Ma quando gli viene in mente l’idea di un improbabile Neorealismo con Air pur del 1939, tentativo interrotto come 10 anni prima il progetto di Un’inchiesta è aperta, la guerra Lo costringe ad un altro esilio a Hollywood, dove utilizza con notevole efficacia quello che verrà definito dagli americani il Clair’s touch. Si confronta con gli stereotipi del cinema di genere statunitense: la commedia sentimentale in L’ammaliatrice, l’apologo fantastico in Ho sposato una strega e Avvenne domani, il mystery in Dieci piccoli indiani

Il suo stile rimane quello dell’ironia francese ma il prezzo da pagare è un severo controllo della sua indipendenza creatrice, un’ossessione sempre più radicata per la meccanica, la pianificazione del processo creativo e la sceneggiatura. I film francesi del dopoguerra affascinano soprattutto per la meticolosa qualità della costruzione: la sua creatività e ormai totalmente dedicata a variare le tematiche affrontate in passato perfezionando il proprio stile.

__Record da usare__
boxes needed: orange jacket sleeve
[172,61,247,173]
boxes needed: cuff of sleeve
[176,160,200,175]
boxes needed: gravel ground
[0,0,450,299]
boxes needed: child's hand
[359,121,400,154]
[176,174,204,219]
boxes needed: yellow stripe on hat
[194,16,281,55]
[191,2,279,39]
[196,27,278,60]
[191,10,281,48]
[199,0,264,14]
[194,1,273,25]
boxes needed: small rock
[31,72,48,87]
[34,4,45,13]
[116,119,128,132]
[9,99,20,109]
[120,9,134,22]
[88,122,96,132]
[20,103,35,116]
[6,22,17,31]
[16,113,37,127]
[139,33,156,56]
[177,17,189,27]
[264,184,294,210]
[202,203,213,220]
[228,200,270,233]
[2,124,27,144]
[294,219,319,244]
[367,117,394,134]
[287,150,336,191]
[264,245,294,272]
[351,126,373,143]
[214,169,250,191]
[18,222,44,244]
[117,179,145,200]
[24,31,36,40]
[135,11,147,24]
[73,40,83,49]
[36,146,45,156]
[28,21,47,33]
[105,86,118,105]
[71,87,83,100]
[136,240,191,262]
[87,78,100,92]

__Compiti da svolgere__
1 > Nell'estratto del documento, quale nome daranno gli americani allo stile che il regista utilizza a Hollywood?
2 > Ricopia senza modifiche le righe dei record a partire da quella che contiene "boxes needed: cuff of sleeve" fino alla fine dei record, estremi inclusi.

__Soluzioni per compito__
1 > Il Clair's touch.

2 >
boxes needed: cuff of sleeve
[176,160,200,175]
boxes needed: gravel ground
[0,0,450,299]
boxes needed: child's hand
[359,121,400,154]
[176,174,204,219]
boxes needed: yellow stripe on hat
[194,16,281,55]
[191,2,279,39]
[196,27,278,60]
[191,10,281,48]
[199,0,264,14]
[194,1,273,25]
boxes needed: small rock
[31,72,48,87]
[34,4,45,13]
[116,119,128,132]
[9,99,20,109]
[120,9,134,22]
[88,122,96,132]
[20,103,35,116]
[6,22,17,31]
[16,113,37,127]
[139,33,156,56]
[177,17,189,27]
[264,184,294,210]
[202,203,213,220]
[228,200,270,233]
[2,124,27,144]
[294,219,319,244]
[367,117,394,134]
[287,150,336,191]
[264,245,294,272]
[351,126,373,143]
[214,169,250,191]
[18,222,44,244]
[117,179,145,200]
[24,31,36,40]
[135,11,147,24]
[73,40,83,49]
[36,146,45,156]
[28,21,47,33]
[105,86,118,105]
[71,87,83,100]
[136,240,191,262]
[87,78,100,92]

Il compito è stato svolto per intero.